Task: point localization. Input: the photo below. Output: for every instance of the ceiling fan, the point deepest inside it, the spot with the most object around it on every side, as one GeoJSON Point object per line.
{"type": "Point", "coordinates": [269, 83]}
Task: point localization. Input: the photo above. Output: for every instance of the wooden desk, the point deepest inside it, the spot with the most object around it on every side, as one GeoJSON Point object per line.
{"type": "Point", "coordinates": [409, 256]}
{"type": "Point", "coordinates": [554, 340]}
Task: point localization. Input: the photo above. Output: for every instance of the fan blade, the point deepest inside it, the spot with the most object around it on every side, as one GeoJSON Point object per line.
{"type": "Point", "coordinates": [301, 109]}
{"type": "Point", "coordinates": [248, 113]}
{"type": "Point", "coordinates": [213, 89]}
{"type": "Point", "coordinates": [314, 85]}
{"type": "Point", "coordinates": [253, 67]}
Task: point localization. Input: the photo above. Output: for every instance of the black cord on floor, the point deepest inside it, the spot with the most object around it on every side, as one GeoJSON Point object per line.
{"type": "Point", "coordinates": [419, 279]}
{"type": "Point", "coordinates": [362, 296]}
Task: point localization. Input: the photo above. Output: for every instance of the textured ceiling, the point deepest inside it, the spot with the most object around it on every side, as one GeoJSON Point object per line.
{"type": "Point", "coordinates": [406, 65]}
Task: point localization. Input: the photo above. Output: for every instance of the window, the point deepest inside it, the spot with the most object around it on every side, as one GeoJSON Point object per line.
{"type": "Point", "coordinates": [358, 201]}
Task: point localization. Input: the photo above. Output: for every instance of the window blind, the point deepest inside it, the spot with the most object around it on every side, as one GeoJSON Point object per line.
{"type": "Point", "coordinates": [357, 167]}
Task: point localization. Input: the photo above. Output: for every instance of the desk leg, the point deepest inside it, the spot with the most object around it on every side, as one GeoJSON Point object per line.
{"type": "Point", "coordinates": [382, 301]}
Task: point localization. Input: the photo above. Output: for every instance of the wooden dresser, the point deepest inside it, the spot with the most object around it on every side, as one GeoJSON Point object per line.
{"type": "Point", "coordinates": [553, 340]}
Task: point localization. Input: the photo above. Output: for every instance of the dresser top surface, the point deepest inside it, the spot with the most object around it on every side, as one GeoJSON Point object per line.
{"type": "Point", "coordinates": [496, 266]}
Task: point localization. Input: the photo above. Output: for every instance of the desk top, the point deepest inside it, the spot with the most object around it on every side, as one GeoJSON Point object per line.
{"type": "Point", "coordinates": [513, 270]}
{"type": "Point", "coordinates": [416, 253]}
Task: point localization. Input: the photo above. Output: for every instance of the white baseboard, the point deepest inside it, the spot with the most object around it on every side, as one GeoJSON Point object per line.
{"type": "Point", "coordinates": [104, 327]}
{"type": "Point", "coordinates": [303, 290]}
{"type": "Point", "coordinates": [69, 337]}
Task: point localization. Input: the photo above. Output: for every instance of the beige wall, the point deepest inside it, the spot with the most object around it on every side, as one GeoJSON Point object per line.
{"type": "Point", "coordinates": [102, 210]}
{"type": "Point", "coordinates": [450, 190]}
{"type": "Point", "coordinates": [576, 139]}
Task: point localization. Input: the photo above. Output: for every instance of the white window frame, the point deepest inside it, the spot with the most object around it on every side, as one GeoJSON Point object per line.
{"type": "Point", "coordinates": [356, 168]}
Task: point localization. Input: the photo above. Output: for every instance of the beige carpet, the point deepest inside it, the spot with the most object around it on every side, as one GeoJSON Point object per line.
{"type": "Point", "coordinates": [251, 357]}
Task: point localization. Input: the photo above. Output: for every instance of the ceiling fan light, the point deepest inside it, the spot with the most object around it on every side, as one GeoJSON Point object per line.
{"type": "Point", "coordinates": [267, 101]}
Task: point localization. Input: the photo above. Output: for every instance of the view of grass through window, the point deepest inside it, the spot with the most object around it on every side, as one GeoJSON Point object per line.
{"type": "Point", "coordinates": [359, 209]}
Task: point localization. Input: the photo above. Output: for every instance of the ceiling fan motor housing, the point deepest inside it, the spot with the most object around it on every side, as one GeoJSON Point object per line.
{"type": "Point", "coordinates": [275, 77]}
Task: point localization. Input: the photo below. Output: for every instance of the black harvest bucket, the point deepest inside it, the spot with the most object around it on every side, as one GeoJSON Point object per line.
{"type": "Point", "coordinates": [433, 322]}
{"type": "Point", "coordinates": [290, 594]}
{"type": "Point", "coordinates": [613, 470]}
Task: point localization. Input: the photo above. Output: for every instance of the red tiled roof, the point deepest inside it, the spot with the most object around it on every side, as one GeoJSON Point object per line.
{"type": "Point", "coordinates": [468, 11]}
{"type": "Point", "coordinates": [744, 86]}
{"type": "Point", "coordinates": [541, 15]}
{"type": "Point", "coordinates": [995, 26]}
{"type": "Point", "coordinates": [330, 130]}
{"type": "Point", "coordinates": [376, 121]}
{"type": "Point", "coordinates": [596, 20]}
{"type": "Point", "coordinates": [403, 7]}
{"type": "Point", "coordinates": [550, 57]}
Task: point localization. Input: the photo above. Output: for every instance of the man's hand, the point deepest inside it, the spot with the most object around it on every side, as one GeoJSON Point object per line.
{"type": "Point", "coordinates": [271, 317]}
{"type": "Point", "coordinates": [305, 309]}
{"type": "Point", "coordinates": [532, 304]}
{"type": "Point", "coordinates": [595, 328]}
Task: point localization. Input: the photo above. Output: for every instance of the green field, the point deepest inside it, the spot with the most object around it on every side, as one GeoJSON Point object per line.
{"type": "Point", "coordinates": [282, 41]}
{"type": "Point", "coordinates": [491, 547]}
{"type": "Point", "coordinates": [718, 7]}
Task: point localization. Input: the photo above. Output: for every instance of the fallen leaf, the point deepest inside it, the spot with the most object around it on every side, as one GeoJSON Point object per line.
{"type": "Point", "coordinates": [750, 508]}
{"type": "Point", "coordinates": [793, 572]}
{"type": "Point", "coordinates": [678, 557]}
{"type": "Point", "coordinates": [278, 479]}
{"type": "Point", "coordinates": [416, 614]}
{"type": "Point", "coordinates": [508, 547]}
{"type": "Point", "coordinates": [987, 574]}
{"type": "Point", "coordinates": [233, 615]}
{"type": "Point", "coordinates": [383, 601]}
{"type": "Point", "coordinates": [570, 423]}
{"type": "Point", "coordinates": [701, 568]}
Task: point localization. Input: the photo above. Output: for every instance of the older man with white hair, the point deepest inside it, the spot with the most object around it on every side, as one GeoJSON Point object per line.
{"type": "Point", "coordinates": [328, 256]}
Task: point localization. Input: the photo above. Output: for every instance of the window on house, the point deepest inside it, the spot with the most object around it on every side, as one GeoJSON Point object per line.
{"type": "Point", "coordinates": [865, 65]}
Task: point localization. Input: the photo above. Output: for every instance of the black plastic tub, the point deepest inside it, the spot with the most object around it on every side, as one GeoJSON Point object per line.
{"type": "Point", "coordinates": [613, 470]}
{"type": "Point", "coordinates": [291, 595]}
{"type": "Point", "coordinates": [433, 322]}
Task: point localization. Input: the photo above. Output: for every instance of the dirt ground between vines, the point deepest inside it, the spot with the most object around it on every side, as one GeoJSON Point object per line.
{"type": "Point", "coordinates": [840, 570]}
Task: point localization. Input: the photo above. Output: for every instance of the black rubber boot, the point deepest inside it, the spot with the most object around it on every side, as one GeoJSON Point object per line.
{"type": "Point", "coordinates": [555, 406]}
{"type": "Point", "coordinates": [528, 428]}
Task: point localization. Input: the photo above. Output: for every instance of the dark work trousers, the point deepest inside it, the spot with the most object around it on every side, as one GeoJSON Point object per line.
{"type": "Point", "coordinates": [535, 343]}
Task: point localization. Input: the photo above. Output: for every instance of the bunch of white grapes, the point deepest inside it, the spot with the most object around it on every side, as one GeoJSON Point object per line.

WHAT YOU WILL DO: Starting at the line that contains "of the dirt" and ending at the last line of the rows, return each line as one string in a JSON list, leaving out any blank lines.

ANSWER:
[
  "Task: point localization. Input: the photo above. Output: for every instance of the dirt ground between vines, the point deepest inside it, the spot with the most object around it on every side, as one GeoJSON Point object per line.",
  "{\"type\": \"Point\", \"coordinates\": [840, 570]}",
  "Task: point localization. Input: the photo above. Output: for every instance of the black rubber boot, the point deepest inside it, the spot with the most object around it on every side, as one GeoJSON Point object per line.",
  "{\"type\": \"Point\", \"coordinates\": [555, 406]}",
  "{\"type\": \"Point\", \"coordinates\": [528, 428]}",
  "Task: point localization. Input: the photo above. Output: for every instance of the dark work trousers, the point deepest inside it, the spot with the most object around it on every side, as one GeoJSON Point object per line.",
  "{\"type\": \"Point\", \"coordinates\": [535, 343]}",
  "Task: point localization. Input: the photo above. Output: for every instance of the bunch of white grapes, the point deepest inside it, the spot with the most object around it on every side, as one GeoJSON Point object per line."
]